▸ What is required:
Would you repeat the entries below word for word and omit the pictures?

▸ Input data:
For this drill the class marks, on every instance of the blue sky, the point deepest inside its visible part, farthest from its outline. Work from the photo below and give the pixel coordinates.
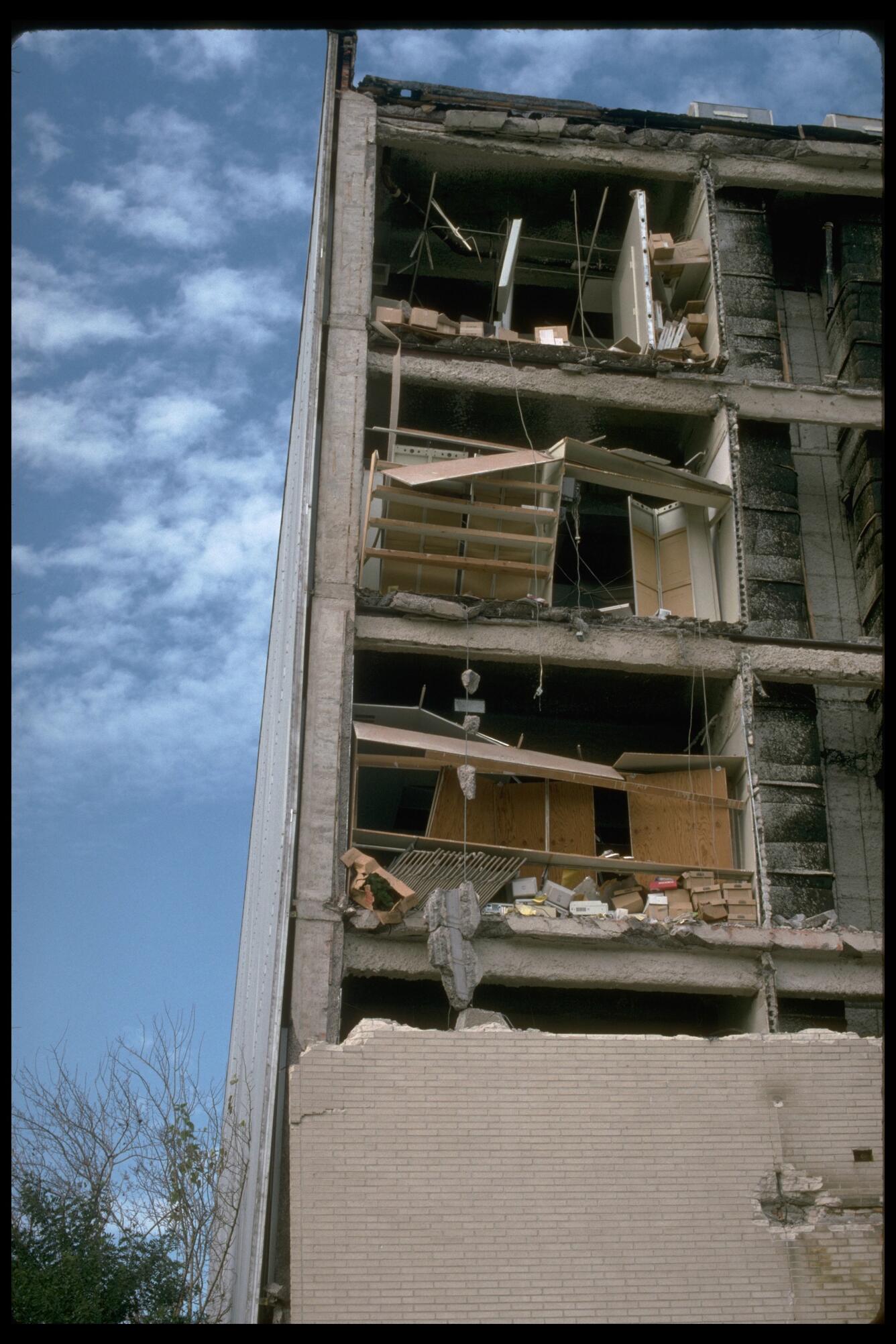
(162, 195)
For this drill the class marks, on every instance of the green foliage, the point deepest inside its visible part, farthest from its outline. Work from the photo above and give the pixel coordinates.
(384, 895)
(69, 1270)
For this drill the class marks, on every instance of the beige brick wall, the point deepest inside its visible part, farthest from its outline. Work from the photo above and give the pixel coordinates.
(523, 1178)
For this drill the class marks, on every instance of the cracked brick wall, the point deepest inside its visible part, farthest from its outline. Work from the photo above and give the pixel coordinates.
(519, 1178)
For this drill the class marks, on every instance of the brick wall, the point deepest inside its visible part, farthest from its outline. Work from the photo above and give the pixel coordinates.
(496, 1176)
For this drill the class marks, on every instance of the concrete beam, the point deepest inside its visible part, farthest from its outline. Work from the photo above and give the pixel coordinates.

▸ Answer to this exercise:
For this drill the class marks, on every instance of the blue sky, the point deepest inside its visible part, farthest from its outline. Work from the photo below and give the pixel coordinates.
(162, 195)
For this drill the class marks, on every instance of the green foliage, the point deepest inside its visible part, farthest from its outline. Work from the photo above and give the pixel coordinates.
(384, 895)
(69, 1270)
For this drill the class marks, on every instance of the beige brick wall, the point deepest inside its visible part, farthest from its outline. Work from the photo above and give the pixel coordinates.
(523, 1178)
For this drill the class marks, on every instance of the cracked brick wall, the point deepest inside its visible part, farthest from its outline. Work from the photo above and give the pixel coordinates.
(519, 1178)
For this drill the class marks, on every instance of the brick wall, the point deepest inside its visible part, farthest from its outline. Work from the photo above and give the pixel coordinates.
(496, 1176)
For this drill the class marks, on every instance of the concrete beam, the point deepest inside its visible part, farthest from its outline. Work from the photo above and give the pixel coordinates.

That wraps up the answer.